■ **About this exercise**: A faithful transcript of all the lines below, with no pictures, is the goal here.
*** Listed entries ***
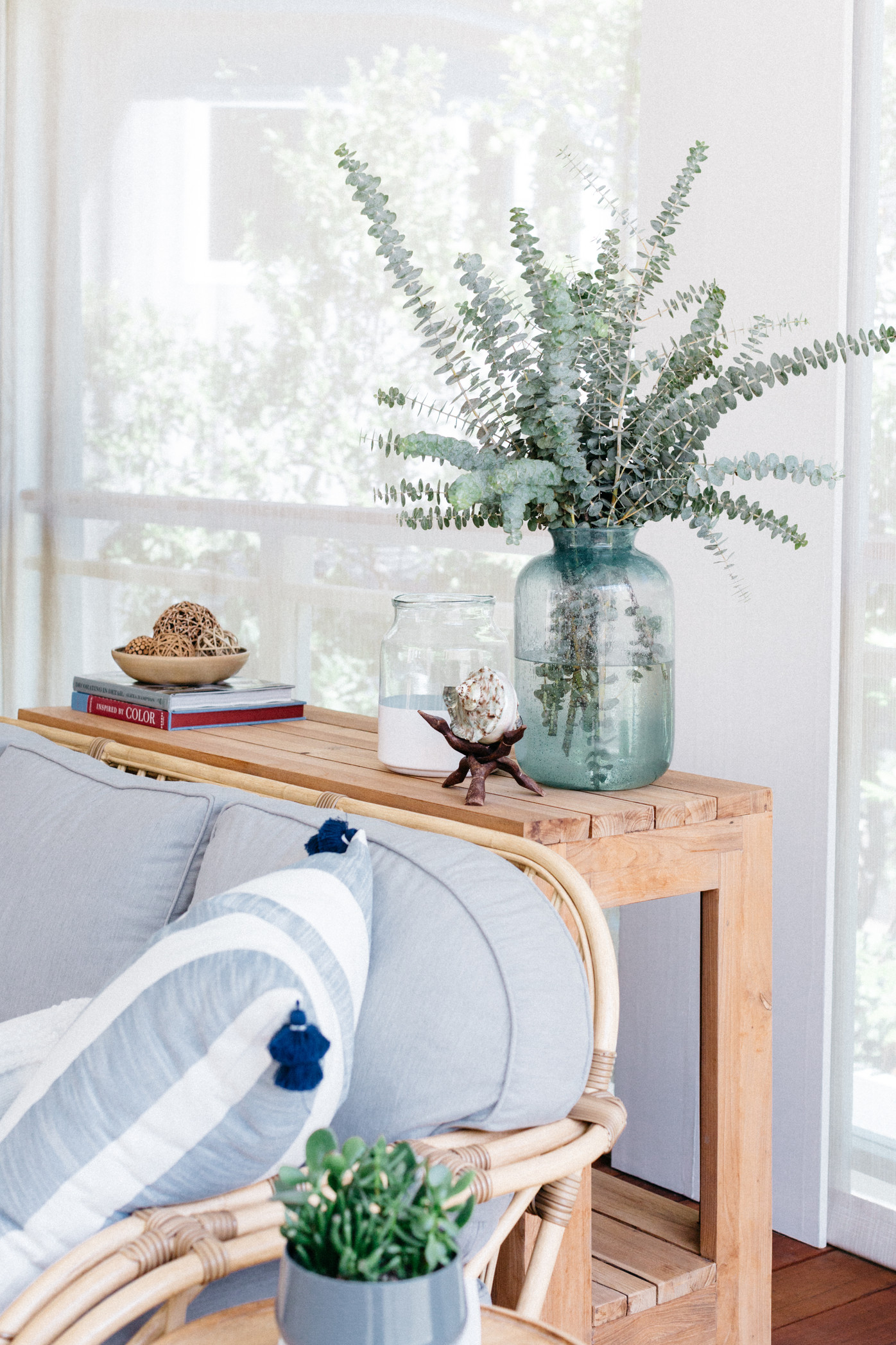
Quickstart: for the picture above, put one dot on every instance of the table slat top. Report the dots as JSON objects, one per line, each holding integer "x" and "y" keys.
{"x": 337, "y": 752}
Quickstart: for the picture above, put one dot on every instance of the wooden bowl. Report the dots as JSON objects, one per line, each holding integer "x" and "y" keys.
{"x": 190, "y": 672}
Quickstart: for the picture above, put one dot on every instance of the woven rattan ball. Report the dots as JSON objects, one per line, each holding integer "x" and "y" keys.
{"x": 187, "y": 619}
{"x": 217, "y": 642}
{"x": 141, "y": 645}
{"x": 173, "y": 646}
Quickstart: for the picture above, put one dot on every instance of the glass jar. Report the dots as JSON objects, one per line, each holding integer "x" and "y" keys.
{"x": 435, "y": 641}
{"x": 595, "y": 659}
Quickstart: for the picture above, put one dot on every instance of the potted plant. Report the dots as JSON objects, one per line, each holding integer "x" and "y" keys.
{"x": 372, "y": 1247}
{"x": 569, "y": 424}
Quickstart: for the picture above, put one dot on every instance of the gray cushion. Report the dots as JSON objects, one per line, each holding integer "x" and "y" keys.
{"x": 477, "y": 1003}
{"x": 92, "y": 861}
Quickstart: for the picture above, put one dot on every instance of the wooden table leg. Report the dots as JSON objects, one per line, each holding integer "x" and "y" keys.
{"x": 735, "y": 1087}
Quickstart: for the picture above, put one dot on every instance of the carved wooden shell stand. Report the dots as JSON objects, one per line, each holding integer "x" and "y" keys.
{"x": 481, "y": 759}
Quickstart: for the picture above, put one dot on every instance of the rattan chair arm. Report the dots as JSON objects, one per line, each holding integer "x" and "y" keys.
{"x": 487, "y": 1152}
{"x": 547, "y": 1168}
{"x": 458, "y": 1138}
{"x": 121, "y": 1269}
{"x": 104, "y": 1244}
{"x": 602, "y": 1109}
{"x": 66, "y": 1271}
{"x": 163, "y": 1283}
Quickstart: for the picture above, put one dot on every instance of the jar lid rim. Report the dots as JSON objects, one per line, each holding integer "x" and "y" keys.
{"x": 439, "y": 599}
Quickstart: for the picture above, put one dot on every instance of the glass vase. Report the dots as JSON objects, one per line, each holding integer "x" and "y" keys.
{"x": 595, "y": 661}
{"x": 435, "y": 642}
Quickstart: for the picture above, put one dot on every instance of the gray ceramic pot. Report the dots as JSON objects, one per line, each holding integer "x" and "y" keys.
{"x": 316, "y": 1310}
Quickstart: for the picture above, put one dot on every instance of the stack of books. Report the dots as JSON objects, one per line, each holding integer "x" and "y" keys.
{"x": 240, "y": 700}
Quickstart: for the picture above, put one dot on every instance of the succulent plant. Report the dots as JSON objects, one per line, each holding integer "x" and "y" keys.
{"x": 370, "y": 1212}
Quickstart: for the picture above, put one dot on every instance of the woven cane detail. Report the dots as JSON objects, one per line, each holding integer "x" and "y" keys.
{"x": 170, "y": 1237}
{"x": 555, "y": 1201}
{"x": 148, "y": 1251}
{"x": 220, "y": 1223}
{"x": 602, "y": 1071}
{"x": 329, "y": 801}
{"x": 460, "y": 1159}
{"x": 602, "y": 1110}
{"x": 481, "y": 1188}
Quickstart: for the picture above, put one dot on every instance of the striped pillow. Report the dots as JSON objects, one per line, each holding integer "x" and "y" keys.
{"x": 163, "y": 1089}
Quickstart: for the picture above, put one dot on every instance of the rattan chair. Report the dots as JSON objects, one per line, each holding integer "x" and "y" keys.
{"x": 163, "y": 1258}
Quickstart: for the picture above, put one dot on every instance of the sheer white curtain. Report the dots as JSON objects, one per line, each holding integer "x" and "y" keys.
{"x": 863, "y": 1199}
{"x": 195, "y": 324}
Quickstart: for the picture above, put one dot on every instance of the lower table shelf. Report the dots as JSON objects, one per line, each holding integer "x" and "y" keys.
{"x": 649, "y": 1282}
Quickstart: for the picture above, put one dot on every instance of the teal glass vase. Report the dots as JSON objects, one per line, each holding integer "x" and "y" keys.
*** End of Listed entries ***
■ **Response box**:
Quickstart: for the picture above, put one dot on every instance of the table slat top. Report the dots as JSON objects, one per line, each holding integer "x" and "y" keys.
{"x": 337, "y": 752}
Quickstart: for the picture above, put one dot on every instance of the wooden bowl. Report the dots as JSON objects, one per line, each holding integer "x" and "y" keys.
{"x": 190, "y": 672}
Quickstart: for the picture above, put one dot on every instance of the woven rattan ball. Report the dots as JSON objects, one per line, each holding integer "x" and "y" keys.
{"x": 187, "y": 619}
{"x": 217, "y": 642}
{"x": 141, "y": 645}
{"x": 173, "y": 646}
Quickstart: for the picture above, put one dot on every instance of the glass jar. Report the dots as JSON objects, one per line, each holding integer "x" and "y" keys.
{"x": 435, "y": 641}
{"x": 595, "y": 659}
Quickstart: for the picture above, put one dot on every instance of the potted plant. Report the dots as JSON objects, one per line, each holding integer "x" and "y" keys.
{"x": 372, "y": 1247}
{"x": 569, "y": 424}
Quickstart: for the picture above, put one dot on every instance of the gray cushion. Report the dots as JSON objects, one per line, each holding integer "x" and "y" keys.
{"x": 477, "y": 1003}
{"x": 92, "y": 861}
Quickstart: for the picture above, put one dot on every instance of the wooden table leg. Report the dots as JSON objects, one per line, each holding integer "x" and "y" keys.
{"x": 735, "y": 1087}
Quickstart: for the picture above, put one dot on every instance of the carved wooden shell stand. Report the dots as JSON objects, one per line, each holding integer "x" and "y" keys.
{"x": 481, "y": 759}
Quickstart: for the picture above, put one dot on every instance of the rattan chair arm. Report the dots as JSON objects, one per line, each holding integer "x" and "y" keys.
{"x": 487, "y": 1152}
{"x": 547, "y": 1168}
{"x": 458, "y": 1138}
{"x": 121, "y": 1269}
{"x": 104, "y": 1244}
{"x": 602, "y": 1109}
{"x": 66, "y": 1271}
{"x": 163, "y": 1283}
Quickstart: for the picture above, put one dot on every instance of the jar lid rim. Report the dots as JSON objects, one per line, each holding integer "x" and "y" keys.
{"x": 439, "y": 599}
Quickstart: for the picture above, put one dot on every instance of the glass vase. Report the dots as JSON objects, one per line, each holding integer "x" and "y" keys.
{"x": 595, "y": 661}
{"x": 435, "y": 642}
Quickstart: for the picture above, put one dot on every instance of the gray ceramic pot. Report the dots as JSON objects, one per line, each holding integer "x" and "y" keys.
{"x": 316, "y": 1310}
Quickstart: for the picture above, put one dot on every instance of the stack of books. Report the dots as JSON objects, one per line, each holding integer "x" and "y" keys.
{"x": 240, "y": 700}
Quickstart: for the picture above, put one dot on every instance of the succulent plant. Report the dots as JSON objects, one per line, each holding integer "x" and "y" keys.
{"x": 370, "y": 1212}
Quickstart: for the picture above, put one dot on every instance of the woven cane detail. Report the dots as JSON objects, one per line, each holding integer "x" and "y" keys.
{"x": 170, "y": 1237}
{"x": 555, "y": 1201}
{"x": 148, "y": 1251}
{"x": 220, "y": 1223}
{"x": 602, "y": 1071}
{"x": 329, "y": 801}
{"x": 460, "y": 1159}
{"x": 602, "y": 1110}
{"x": 481, "y": 1188}
Quickstart: for the picture above, put one dot on every instance of the striped pillow. Report the dots as JSON objects, one per line, each holding integer "x" and "y" keys.
{"x": 163, "y": 1089}
Quickstart: for the picture above, put one dot on every instance of the rattan chair. Report the dots as JSON objects, one per line, each holding integer "x" and "y" keys.
{"x": 163, "y": 1258}
Quickstart: for the picture above, put one dot on every instance of the sheer white curtain. Report the dots as JSON objects, one per line, each holding integer "x" and "y" keys.
{"x": 863, "y": 1199}
{"x": 195, "y": 324}
Quickstart: for the picture above, put one dot on every instance of the lower table shelf. Report the dots as JSON objects, one per line, each holding integer "x" and "y" keys.
{"x": 649, "y": 1282}
Quickstart: for the picture above, put one dot on every instance of the teal glass vase. Report the dots as JSON objects, one per line, each holding integer "x" and "y" keys.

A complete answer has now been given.